[What the exercise asks] Format the items from the line with "mask job: **pink petal**" up to and including the line with "POLYGON ((765 671, 761" as a numbered list, dropping any blank lines.

[Entries provided]

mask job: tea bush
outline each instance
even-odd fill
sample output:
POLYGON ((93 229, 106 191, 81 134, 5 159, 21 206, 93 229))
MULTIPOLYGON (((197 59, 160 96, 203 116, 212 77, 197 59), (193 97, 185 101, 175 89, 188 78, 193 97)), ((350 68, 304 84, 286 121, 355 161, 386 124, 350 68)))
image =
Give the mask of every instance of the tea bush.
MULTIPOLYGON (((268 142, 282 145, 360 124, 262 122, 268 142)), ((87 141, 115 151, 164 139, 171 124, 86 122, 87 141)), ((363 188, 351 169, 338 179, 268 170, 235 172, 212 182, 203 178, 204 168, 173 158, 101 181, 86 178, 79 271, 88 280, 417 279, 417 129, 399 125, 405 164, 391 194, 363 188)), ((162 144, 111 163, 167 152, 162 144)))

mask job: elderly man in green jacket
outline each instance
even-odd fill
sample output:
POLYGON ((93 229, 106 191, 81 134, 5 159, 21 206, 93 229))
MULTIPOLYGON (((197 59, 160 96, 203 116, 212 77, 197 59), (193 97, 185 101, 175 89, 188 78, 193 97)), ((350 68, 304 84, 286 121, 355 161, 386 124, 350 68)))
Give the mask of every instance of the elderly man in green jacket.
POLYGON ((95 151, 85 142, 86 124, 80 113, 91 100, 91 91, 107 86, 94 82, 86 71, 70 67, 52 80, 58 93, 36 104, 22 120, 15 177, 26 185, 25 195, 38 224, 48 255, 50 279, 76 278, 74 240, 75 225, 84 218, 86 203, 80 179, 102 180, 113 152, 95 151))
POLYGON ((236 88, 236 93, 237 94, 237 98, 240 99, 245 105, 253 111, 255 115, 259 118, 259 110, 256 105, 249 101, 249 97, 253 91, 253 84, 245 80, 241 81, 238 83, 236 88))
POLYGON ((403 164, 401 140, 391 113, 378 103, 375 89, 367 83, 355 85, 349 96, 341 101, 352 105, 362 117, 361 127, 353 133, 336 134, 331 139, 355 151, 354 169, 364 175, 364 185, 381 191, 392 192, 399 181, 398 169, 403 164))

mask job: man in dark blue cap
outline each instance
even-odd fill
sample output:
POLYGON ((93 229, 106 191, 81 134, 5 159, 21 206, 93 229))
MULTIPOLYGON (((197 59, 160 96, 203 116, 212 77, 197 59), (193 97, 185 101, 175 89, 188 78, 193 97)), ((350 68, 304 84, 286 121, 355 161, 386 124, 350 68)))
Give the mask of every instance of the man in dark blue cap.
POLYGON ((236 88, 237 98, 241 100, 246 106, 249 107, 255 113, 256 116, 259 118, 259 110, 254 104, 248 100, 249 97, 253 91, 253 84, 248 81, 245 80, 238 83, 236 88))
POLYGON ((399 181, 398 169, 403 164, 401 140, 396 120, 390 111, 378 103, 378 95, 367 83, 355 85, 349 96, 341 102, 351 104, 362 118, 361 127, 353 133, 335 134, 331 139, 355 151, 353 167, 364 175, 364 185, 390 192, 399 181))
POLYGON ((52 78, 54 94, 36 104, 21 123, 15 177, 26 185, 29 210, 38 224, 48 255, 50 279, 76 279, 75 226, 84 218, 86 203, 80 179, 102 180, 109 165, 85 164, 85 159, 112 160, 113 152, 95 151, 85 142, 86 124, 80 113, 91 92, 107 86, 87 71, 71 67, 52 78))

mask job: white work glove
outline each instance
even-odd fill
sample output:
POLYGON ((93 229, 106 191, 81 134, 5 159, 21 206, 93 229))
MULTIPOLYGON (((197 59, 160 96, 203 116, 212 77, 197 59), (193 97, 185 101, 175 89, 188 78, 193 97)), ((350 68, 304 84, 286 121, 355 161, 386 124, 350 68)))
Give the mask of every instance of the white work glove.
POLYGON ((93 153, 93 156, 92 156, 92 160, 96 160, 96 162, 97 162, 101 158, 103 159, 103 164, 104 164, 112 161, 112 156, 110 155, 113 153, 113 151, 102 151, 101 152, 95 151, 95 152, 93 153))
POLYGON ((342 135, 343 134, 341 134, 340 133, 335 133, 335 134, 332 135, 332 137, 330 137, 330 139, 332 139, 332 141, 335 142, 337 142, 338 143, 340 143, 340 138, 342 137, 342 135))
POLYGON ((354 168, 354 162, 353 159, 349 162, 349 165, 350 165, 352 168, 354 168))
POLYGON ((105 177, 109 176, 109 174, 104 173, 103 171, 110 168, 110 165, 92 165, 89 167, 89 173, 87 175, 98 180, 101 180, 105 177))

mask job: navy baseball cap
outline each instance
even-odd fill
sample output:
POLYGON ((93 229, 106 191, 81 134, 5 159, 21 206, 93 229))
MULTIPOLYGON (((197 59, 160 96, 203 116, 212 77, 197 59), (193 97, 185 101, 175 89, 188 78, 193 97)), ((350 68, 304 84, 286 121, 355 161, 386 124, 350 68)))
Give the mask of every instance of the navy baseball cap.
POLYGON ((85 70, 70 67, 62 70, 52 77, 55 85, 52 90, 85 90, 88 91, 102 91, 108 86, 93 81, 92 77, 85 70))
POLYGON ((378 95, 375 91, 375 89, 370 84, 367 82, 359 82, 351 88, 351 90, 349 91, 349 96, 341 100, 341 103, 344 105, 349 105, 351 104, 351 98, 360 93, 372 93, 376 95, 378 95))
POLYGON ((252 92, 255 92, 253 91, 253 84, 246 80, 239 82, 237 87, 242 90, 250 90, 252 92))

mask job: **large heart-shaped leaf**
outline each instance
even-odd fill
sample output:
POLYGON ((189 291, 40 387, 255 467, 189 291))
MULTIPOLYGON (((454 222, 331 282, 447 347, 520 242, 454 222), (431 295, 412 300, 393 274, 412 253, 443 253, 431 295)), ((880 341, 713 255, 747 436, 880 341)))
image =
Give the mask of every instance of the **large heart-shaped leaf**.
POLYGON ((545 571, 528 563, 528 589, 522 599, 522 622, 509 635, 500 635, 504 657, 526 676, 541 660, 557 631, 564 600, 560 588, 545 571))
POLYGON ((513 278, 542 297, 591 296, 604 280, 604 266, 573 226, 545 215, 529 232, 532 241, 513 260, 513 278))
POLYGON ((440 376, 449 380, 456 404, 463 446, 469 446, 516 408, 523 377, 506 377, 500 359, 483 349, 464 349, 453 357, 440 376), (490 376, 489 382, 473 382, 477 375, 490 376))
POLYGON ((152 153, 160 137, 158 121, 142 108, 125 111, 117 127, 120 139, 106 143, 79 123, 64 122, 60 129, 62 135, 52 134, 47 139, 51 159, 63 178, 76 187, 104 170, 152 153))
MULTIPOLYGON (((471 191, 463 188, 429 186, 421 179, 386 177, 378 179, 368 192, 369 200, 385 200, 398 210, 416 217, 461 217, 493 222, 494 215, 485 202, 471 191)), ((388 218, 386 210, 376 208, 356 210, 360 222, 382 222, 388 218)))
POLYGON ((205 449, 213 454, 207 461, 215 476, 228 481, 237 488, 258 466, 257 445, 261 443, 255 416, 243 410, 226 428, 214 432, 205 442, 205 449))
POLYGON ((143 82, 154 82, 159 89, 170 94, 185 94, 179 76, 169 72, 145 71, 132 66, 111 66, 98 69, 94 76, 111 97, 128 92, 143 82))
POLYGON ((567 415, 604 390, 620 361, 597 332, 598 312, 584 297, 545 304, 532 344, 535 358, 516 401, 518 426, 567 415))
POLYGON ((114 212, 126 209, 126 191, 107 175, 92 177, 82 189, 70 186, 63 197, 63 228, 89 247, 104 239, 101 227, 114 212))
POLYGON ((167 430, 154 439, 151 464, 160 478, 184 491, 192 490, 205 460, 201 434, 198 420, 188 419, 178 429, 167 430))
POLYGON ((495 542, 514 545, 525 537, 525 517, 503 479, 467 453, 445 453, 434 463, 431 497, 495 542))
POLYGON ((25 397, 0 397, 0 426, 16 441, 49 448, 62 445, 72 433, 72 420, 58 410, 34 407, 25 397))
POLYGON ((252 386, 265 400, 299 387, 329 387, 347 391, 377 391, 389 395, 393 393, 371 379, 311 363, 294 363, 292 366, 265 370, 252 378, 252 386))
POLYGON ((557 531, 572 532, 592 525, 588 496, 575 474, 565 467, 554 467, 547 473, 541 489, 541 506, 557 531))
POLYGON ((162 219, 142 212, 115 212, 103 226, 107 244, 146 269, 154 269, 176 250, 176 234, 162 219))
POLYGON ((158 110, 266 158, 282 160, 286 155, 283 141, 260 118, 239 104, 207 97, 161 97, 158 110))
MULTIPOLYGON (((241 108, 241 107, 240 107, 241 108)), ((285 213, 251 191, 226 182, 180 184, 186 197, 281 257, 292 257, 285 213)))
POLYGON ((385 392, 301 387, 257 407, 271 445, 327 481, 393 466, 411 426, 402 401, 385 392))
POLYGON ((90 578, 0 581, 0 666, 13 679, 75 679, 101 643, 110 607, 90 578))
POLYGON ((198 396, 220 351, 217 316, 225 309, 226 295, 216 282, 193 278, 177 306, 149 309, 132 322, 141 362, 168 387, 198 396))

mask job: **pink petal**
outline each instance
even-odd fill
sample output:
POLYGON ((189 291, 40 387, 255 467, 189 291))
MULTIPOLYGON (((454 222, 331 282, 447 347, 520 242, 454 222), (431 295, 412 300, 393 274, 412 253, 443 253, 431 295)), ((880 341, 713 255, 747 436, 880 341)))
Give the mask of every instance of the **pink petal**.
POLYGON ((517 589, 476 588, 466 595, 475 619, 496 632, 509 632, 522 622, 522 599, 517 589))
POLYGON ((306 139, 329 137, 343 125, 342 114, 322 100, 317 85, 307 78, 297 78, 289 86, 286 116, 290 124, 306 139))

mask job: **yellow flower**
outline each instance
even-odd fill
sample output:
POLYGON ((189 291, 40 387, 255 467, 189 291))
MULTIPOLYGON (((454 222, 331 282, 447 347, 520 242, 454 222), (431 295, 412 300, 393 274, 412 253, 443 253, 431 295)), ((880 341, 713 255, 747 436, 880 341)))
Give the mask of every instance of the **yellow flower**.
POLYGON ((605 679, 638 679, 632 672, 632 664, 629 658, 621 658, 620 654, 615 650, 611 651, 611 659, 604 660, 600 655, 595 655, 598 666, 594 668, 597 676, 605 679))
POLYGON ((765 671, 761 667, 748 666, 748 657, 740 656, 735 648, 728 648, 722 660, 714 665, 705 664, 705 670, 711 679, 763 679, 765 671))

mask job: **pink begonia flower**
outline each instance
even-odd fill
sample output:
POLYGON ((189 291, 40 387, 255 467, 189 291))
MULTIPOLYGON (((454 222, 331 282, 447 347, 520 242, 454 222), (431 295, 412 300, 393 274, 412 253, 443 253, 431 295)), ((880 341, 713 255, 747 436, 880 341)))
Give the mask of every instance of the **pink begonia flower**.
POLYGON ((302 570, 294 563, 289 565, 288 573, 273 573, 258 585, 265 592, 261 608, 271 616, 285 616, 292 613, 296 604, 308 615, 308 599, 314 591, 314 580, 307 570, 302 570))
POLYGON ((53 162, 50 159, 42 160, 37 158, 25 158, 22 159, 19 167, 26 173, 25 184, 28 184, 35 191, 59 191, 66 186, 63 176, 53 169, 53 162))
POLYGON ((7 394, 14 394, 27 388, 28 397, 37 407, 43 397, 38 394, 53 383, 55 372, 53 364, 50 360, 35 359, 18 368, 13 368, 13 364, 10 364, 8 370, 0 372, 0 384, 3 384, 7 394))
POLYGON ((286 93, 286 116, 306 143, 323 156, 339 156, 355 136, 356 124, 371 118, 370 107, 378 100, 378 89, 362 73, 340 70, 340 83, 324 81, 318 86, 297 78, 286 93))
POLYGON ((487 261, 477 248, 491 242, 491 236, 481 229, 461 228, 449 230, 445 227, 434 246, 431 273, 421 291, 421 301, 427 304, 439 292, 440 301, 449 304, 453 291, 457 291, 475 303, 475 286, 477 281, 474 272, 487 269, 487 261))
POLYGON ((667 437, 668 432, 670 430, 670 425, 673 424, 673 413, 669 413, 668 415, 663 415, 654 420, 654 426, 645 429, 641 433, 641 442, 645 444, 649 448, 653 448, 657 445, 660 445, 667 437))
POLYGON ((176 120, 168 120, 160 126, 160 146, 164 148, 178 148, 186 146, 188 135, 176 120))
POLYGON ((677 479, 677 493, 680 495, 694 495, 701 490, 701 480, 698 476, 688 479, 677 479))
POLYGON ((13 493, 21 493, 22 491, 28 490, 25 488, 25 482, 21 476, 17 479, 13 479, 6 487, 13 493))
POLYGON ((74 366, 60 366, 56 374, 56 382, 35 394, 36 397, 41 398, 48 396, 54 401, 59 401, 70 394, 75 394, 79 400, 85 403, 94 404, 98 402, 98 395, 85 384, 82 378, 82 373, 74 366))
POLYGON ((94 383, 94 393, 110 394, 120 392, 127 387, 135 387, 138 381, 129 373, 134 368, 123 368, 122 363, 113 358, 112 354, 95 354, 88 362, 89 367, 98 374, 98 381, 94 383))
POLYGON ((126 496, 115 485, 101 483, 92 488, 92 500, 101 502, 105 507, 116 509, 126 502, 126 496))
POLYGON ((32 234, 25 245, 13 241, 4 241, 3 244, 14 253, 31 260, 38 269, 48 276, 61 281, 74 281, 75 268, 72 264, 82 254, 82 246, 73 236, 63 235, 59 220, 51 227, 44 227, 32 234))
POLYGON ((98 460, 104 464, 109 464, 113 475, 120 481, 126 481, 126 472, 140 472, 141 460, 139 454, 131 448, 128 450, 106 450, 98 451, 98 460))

[Output for this task]
1. mask job: **pink petal**
2. outline each instance
3. even-odd fill
4. sample output:
5. POLYGON ((189 291, 40 387, 255 467, 189 291))
6. MULTIPOLYGON (((454 222, 331 282, 447 347, 520 242, 454 222), (431 295, 412 300, 393 274, 412 253, 443 253, 431 295)), ((880 341, 713 255, 747 436, 880 341)))
7. Give the mask of every instance of the **pink petal**.
8. POLYGON ((517 589, 476 588, 466 595, 475 619, 496 632, 509 632, 522 622, 522 599, 517 589))
9. POLYGON ((306 139, 329 137, 343 125, 342 114, 322 100, 317 85, 307 78, 297 78, 289 86, 286 116, 290 124, 306 139))
10. mask job: **yellow flower**
11. outline each instance
12. even-odd fill
13. sample output:
14. POLYGON ((189 291, 40 387, 255 467, 189 291))
15. MULTIPOLYGON (((454 222, 331 282, 447 347, 520 242, 454 222), (431 295, 412 300, 393 274, 412 253, 443 253, 431 295)), ((880 341, 713 255, 747 436, 880 341)))
16. Give the mask of every instance of the **yellow flower**.
17. POLYGON ((605 679, 638 679, 632 672, 632 664, 629 658, 621 658, 620 654, 615 650, 611 651, 611 659, 604 660, 600 655, 595 655, 598 666, 594 668, 597 676, 605 679))
18. POLYGON ((765 671, 761 667, 748 666, 748 657, 740 656, 735 648, 728 648, 722 660, 714 665, 705 664, 705 670, 711 679, 763 679, 765 671))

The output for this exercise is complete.